**What the task requires**
Print verbatim the lines of the entries from the one containing "If you would be willing to indicate the long" to the last, inclusive, and no others.

**Records provided**
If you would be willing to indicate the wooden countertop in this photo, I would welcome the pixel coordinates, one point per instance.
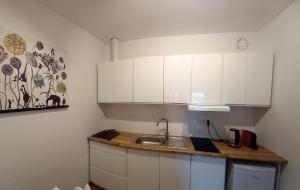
(127, 140)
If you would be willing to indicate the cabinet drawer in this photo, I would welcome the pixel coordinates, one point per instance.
(113, 163)
(108, 149)
(107, 180)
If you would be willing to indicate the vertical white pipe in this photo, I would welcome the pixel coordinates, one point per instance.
(115, 48)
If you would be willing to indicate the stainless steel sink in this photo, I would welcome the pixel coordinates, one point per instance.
(158, 140)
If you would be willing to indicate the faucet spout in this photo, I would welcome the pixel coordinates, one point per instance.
(167, 127)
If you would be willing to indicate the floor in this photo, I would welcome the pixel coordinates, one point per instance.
(93, 187)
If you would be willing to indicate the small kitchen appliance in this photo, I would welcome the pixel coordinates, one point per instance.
(234, 138)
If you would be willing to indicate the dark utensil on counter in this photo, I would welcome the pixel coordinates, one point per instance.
(249, 139)
(107, 134)
(234, 142)
(204, 144)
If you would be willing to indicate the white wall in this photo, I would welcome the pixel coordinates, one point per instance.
(279, 128)
(142, 118)
(42, 149)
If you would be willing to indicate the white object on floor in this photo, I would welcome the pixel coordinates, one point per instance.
(56, 188)
(86, 187)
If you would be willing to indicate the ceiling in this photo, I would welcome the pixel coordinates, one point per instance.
(134, 19)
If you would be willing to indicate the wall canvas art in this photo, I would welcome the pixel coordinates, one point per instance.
(32, 75)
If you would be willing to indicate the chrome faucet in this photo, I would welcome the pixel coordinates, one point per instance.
(167, 131)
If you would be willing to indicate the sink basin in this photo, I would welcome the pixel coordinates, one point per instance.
(158, 140)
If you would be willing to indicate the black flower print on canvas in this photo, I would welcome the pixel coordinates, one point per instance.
(33, 76)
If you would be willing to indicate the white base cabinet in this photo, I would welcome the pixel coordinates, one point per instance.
(115, 168)
(174, 171)
(108, 166)
(207, 173)
(143, 170)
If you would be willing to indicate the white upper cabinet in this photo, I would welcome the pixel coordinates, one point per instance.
(234, 78)
(207, 79)
(148, 80)
(259, 79)
(105, 82)
(177, 79)
(123, 81)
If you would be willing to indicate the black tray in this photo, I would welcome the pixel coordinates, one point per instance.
(204, 144)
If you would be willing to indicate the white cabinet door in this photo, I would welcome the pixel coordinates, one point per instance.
(106, 179)
(142, 170)
(207, 79)
(123, 80)
(259, 79)
(148, 80)
(177, 79)
(174, 171)
(108, 166)
(105, 82)
(207, 173)
(234, 79)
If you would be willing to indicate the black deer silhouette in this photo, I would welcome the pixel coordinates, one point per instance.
(55, 100)
(26, 97)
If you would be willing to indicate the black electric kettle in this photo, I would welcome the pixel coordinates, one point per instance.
(234, 138)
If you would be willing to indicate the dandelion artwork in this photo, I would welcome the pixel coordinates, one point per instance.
(32, 75)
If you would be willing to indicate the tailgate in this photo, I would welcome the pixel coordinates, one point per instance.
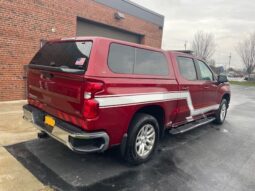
(56, 76)
(57, 90)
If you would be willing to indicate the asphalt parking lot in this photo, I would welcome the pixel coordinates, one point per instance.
(208, 158)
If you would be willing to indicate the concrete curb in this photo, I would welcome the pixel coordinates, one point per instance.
(13, 102)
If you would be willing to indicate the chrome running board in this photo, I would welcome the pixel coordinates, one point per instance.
(190, 126)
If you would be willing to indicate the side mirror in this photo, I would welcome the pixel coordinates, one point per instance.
(222, 78)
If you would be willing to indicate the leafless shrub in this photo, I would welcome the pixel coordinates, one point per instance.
(203, 45)
(246, 50)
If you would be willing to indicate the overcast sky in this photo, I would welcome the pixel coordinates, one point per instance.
(229, 20)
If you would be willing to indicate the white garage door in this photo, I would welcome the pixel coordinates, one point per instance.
(85, 28)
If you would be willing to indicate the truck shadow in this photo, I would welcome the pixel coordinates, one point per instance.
(55, 165)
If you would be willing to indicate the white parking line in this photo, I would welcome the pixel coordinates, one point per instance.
(11, 112)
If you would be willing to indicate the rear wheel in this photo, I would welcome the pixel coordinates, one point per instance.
(142, 139)
(221, 112)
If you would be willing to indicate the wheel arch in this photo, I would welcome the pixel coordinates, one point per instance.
(156, 111)
(227, 97)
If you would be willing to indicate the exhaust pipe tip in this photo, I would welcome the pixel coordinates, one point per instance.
(42, 135)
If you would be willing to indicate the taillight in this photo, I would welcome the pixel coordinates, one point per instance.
(91, 109)
(91, 106)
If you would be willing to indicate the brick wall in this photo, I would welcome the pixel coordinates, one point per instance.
(24, 22)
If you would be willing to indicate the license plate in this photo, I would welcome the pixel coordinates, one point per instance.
(48, 120)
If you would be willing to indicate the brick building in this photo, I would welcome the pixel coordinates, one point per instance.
(25, 24)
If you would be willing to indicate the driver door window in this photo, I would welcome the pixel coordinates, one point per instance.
(209, 86)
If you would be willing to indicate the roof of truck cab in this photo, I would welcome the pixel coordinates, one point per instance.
(96, 38)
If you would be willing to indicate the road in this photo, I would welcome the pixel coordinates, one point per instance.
(208, 158)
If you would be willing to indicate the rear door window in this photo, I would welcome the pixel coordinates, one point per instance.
(121, 59)
(187, 68)
(150, 63)
(66, 55)
(130, 60)
(205, 72)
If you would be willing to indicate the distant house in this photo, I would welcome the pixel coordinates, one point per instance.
(217, 70)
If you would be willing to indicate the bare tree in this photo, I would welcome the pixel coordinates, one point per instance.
(246, 50)
(203, 45)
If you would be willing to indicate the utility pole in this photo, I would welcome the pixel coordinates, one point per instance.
(229, 61)
(185, 45)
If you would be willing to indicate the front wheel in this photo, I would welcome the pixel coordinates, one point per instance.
(142, 139)
(221, 112)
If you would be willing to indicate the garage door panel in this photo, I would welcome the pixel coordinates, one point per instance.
(93, 29)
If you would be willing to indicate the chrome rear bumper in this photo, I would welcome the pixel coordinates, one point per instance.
(71, 136)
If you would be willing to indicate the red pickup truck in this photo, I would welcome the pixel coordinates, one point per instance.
(93, 93)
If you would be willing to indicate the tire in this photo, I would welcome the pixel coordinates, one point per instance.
(142, 140)
(221, 112)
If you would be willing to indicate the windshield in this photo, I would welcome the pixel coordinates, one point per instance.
(65, 55)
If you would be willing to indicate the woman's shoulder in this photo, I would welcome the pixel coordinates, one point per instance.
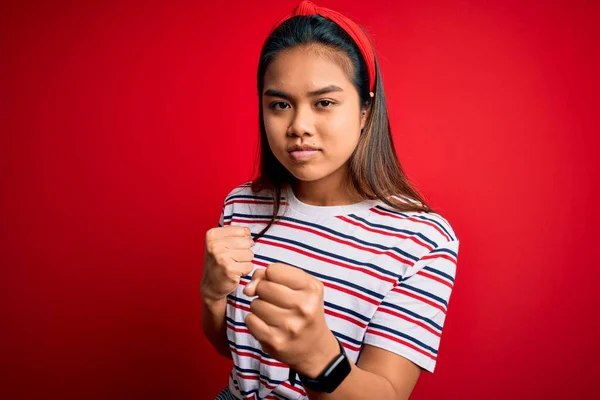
(428, 224)
(248, 195)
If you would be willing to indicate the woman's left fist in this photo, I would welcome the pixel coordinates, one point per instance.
(288, 318)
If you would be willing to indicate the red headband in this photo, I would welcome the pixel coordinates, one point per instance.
(307, 8)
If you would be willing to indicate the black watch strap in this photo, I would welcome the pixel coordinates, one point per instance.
(331, 377)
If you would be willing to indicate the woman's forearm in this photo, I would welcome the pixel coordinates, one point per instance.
(359, 385)
(214, 325)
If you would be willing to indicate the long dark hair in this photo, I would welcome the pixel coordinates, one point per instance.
(374, 170)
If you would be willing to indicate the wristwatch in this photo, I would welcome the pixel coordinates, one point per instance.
(331, 377)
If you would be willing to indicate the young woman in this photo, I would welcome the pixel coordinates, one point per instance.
(328, 276)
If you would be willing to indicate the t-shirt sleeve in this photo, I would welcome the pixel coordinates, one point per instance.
(410, 318)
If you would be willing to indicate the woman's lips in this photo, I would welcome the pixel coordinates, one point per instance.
(303, 155)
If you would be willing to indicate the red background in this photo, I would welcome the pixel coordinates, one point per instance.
(124, 125)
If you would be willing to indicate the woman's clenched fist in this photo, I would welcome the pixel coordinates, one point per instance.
(227, 258)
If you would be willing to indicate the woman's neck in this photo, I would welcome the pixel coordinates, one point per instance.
(325, 192)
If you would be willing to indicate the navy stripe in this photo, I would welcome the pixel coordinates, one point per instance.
(347, 338)
(335, 256)
(330, 231)
(419, 217)
(251, 349)
(256, 372)
(243, 324)
(242, 196)
(239, 300)
(348, 237)
(412, 314)
(389, 228)
(440, 273)
(324, 277)
(424, 293)
(405, 336)
(347, 310)
(444, 250)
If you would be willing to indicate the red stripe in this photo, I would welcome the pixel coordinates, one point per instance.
(330, 261)
(347, 243)
(385, 233)
(250, 221)
(236, 305)
(295, 389)
(350, 292)
(435, 278)
(414, 321)
(417, 220)
(439, 255)
(257, 357)
(345, 317)
(252, 202)
(424, 300)
(403, 342)
(350, 347)
(235, 329)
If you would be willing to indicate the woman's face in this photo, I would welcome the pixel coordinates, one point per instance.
(311, 111)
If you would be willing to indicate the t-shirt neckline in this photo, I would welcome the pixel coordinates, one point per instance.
(325, 211)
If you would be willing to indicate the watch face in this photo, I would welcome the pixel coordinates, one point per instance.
(332, 376)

**Solution below**
If you would be willing to indicate the long dark hair in this photo, I would welcome the pixel coordinates, one point per instance.
(374, 170)
If you would be willing to indicate the wristwatch in this photo, I would welcome the pixel coordinates, one point per instance.
(331, 377)
If you would be willing to indicate the young woman in this photo, I would welcome the pixel coordinates, one point per instance.
(328, 276)
If you would be willing to indicate the t-shirt sleeve in this photo, I would welcome the pixel coordinates, one point per instance.
(410, 318)
If you would be willing to indicate the woman's lips in this photo, I would welcome the pixel coordinates, one point per instance.
(303, 155)
If you would be willing to indicate the red background in this photo, I would welcome the pixel coordinates, one point per instance.
(124, 125)
If you would be willing to indicate the woman's clenched fist in this photo, I would welcome the pixel coordinates, one point per instance.
(227, 258)
If you would be willing to indicate the woman's neck in this photo, I would welcome the pixel coordinates, one point per instance.
(325, 192)
If you would be willing to indicate the navy stripe in this photo, I would welcome the pixel coordinates, one point per instance.
(347, 338)
(335, 256)
(330, 231)
(419, 217)
(251, 349)
(256, 372)
(243, 324)
(242, 196)
(239, 300)
(348, 237)
(412, 314)
(389, 228)
(440, 273)
(324, 277)
(424, 293)
(405, 336)
(347, 310)
(444, 250)
If you would be willing to indicate the red stripe in this photo, I would welcome the pixel coordinates, one point per instance.
(330, 261)
(347, 243)
(385, 233)
(250, 221)
(236, 305)
(295, 389)
(350, 292)
(435, 278)
(414, 321)
(417, 220)
(439, 255)
(257, 357)
(345, 317)
(252, 202)
(424, 300)
(403, 342)
(350, 347)
(235, 329)
If you would be willing to indicate the woman's face in this photo, I would welcome the pixel coordinates, one point per instance.
(311, 111)
If you would be willing to indicate the t-shirt neckline in this photo, I would welcome the pixel coordinates, one point per instance.
(325, 211)
If you would be willing to indicate the watch face in this photo, I would welcome the pixel coordinates, one point per instance.
(332, 376)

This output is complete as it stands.